Task statement: Return verbatim the lines of the data below, beginning at the line that contains "the white car" and stopping after the line that contains "[[12, 213], [531, 313]]". Include both of these lines.

Material provided:
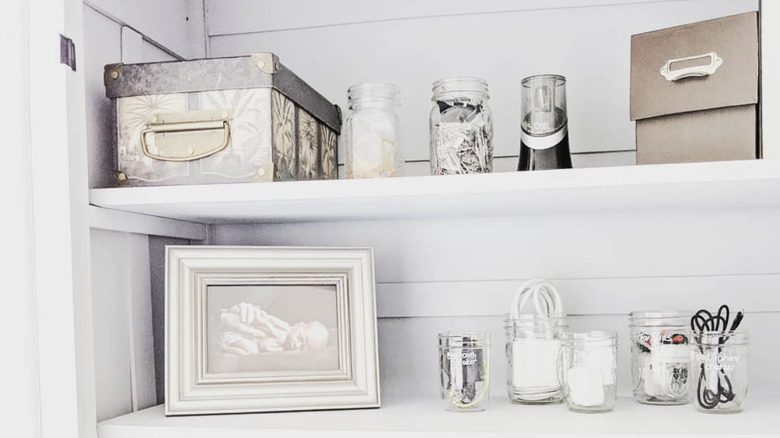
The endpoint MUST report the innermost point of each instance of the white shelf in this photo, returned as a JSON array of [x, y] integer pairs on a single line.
[[423, 418], [738, 184]]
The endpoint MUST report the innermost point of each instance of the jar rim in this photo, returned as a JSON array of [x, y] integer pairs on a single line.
[[597, 337], [464, 339], [655, 318], [663, 313], [532, 317], [463, 84]]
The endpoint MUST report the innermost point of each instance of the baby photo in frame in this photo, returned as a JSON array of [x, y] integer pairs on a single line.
[[264, 329]]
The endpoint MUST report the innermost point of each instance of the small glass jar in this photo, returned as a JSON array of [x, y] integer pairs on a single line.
[[719, 379], [588, 370], [461, 127], [533, 343], [465, 370], [371, 131], [660, 356]]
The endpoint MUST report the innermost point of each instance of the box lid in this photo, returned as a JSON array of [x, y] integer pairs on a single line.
[[698, 66], [259, 70]]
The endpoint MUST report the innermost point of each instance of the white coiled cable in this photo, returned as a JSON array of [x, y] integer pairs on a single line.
[[545, 297]]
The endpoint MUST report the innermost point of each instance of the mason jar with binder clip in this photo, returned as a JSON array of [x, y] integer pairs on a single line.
[[464, 369], [588, 370], [660, 356], [720, 383]]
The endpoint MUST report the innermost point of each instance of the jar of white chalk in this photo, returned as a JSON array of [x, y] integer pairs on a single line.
[[588, 370]]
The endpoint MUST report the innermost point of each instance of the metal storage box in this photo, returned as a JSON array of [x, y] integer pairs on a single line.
[[694, 91], [243, 119]]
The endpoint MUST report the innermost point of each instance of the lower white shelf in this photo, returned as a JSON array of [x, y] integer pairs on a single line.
[[418, 418]]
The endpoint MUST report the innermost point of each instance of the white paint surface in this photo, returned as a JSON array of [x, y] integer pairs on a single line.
[[424, 418], [744, 184]]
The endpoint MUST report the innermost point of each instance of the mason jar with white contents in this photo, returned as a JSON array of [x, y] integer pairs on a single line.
[[660, 356], [464, 369], [533, 343], [588, 370], [371, 131]]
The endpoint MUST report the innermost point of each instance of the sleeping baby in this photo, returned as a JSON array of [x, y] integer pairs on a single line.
[[249, 330]]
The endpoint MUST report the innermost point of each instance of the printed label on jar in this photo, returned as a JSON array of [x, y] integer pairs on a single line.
[[716, 362], [464, 358]]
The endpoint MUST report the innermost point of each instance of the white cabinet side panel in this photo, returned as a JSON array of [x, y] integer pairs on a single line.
[[19, 400], [770, 74], [590, 46], [141, 322]]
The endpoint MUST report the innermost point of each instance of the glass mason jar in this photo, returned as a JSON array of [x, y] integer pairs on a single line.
[[588, 370], [719, 379], [372, 131], [461, 127], [464, 368], [660, 356], [533, 343]]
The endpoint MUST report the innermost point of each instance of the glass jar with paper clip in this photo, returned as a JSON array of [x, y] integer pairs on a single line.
[[461, 127], [588, 370], [660, 356], [533, 341], [464, 368]]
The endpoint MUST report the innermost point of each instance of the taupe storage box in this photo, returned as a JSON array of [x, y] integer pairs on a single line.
[[694, 91], [244, 119]]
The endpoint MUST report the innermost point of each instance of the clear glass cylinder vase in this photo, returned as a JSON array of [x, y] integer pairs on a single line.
[[660, 356], [464, 369], [533, 344], [461, 125], [719, 378], [371, 131], [588, 370]]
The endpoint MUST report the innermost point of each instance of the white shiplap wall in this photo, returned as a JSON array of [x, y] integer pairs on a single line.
[[121, 282], [336, 44]]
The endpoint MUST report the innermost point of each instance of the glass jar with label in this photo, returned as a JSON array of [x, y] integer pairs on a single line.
[[461, 127], [464, 369], [371, 131], [719, 371], [660, 356], [588, 370], [533, 343]]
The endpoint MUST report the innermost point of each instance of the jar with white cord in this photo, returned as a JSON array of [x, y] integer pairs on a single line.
[[533, 342]]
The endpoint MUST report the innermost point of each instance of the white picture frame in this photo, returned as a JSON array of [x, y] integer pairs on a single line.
[[190, 386]]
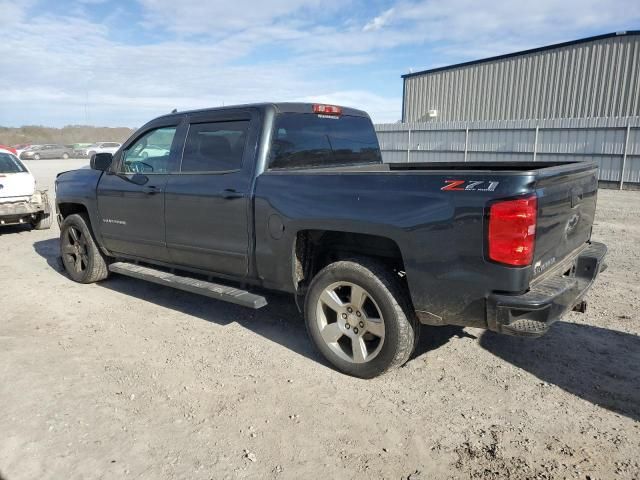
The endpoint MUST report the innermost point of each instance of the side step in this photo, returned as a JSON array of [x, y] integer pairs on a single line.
[[201, 287]]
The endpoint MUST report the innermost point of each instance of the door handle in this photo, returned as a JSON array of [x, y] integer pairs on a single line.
[[151, 189], [231, 193]]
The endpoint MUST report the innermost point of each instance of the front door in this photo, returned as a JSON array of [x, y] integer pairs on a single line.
[[131, 199], [208, 199]]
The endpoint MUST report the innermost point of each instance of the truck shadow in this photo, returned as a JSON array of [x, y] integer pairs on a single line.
[[279, 321], [596, 364]]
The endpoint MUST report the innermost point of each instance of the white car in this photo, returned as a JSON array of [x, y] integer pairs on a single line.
[[102, 147], [20, 202]]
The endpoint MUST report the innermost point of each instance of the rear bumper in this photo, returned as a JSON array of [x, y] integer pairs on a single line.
[[12, 213], [531, 313]]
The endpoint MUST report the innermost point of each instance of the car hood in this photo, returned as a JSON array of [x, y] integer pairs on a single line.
[[15, 186]]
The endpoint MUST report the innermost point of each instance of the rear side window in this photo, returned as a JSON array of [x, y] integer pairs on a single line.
[[10, 164], [215, 147], [303, 140]]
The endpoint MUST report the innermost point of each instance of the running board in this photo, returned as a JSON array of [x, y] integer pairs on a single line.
[[188, 284]]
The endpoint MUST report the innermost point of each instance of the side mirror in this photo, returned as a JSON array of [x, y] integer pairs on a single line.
[[101, 161]]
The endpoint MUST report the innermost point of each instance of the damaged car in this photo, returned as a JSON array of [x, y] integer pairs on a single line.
[[20, 202]]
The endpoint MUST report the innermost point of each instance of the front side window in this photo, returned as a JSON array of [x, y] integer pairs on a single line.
[[215, 147], [303, 140], [150, 153]]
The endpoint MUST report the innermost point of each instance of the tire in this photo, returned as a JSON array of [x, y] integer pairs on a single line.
[[46, 219], [81, 257], [345, 329]]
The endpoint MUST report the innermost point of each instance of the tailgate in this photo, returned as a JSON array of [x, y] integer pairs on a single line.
[[566, 209]]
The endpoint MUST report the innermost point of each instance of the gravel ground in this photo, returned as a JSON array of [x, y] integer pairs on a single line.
[[126, 379]]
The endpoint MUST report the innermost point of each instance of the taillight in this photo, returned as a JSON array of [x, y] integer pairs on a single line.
[[327, 109], [512, 231]]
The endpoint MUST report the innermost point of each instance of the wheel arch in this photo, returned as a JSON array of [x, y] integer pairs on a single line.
[[314, 249]]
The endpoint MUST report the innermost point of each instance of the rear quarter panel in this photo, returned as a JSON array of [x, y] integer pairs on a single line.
[[79, 187], [440, 233]]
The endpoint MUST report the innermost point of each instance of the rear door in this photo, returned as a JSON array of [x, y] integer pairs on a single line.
[[208, 201], [566, 210], [131, 199]]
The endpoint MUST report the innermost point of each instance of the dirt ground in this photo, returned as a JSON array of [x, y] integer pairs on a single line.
[[125, 379]]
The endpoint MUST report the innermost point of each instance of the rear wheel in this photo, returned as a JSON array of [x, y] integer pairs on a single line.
[[81, 256], [358, 315]]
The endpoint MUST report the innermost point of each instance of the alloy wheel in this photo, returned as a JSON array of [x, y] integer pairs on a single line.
[[350, 322]]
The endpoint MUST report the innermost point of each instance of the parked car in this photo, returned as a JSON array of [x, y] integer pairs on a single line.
[[101, 147], [20, 202], [6, 148], [295, 197], [21, 147], [49, 150], [80, 149]]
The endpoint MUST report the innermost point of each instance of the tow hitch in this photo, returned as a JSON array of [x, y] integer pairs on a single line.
[[580, 307]]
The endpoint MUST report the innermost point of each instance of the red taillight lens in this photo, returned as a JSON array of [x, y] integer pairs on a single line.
[[327, 109], [512, 231]]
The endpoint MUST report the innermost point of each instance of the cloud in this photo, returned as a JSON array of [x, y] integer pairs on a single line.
[[151, 56], [378, 22]]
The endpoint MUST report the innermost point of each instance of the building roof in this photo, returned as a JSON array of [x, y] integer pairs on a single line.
[[525, 52]]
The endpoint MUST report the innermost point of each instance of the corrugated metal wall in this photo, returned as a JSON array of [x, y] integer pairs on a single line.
[[613, 143], [598, 78]]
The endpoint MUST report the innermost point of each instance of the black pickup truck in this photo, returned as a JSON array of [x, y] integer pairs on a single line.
[[229, 202]]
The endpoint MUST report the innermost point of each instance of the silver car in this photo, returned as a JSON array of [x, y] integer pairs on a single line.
[[49, 150]]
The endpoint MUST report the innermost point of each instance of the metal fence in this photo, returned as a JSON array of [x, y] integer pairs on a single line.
[[613, 143]]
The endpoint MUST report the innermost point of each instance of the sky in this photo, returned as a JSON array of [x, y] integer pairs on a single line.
[[124, 62]]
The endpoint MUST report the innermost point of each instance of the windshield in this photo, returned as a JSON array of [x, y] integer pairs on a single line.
[[303, 140], [10, 164]]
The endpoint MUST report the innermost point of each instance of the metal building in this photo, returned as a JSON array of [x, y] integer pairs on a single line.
[[592, 77]]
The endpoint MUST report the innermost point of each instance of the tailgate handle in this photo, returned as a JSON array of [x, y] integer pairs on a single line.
[[576, 196]]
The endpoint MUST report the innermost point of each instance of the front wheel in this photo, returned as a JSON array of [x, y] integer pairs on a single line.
[[81, 256], [358, 315]]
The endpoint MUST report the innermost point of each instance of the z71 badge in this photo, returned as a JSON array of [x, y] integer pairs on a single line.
[[470, 185]]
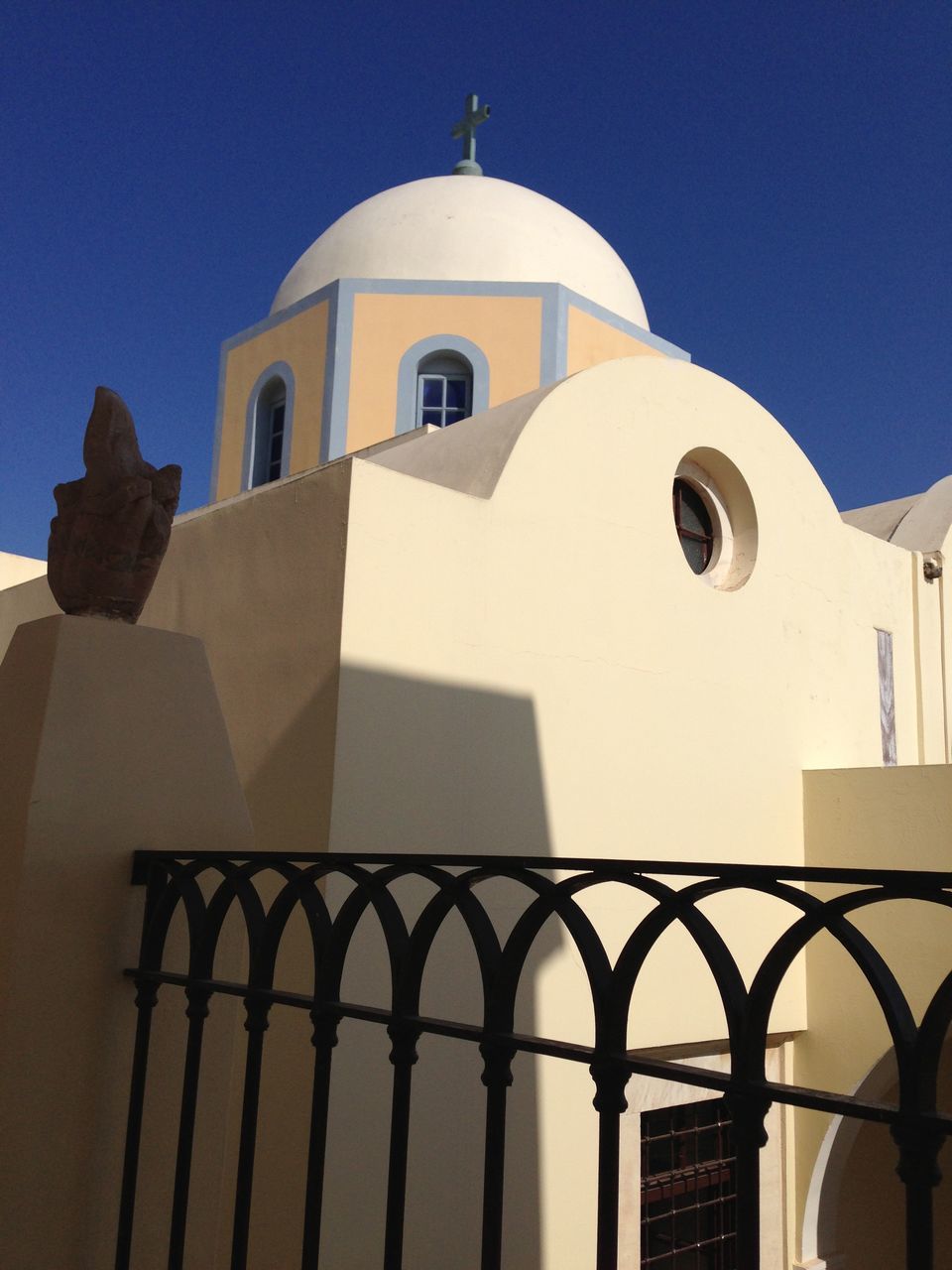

Problem solution:
The endpoint MUST report the innermost point of each instance of the white car in this photo, returned as a JSON array of [x, y] integer pairs on a single line.
[[102, 147], [20, 202]]
The endpoint MUST report the innermost point of each instance of the rear bumper in this photo, returned as a JSON array of [x, y] integer pairs on a single line.
[[12, 213], [531, 313]]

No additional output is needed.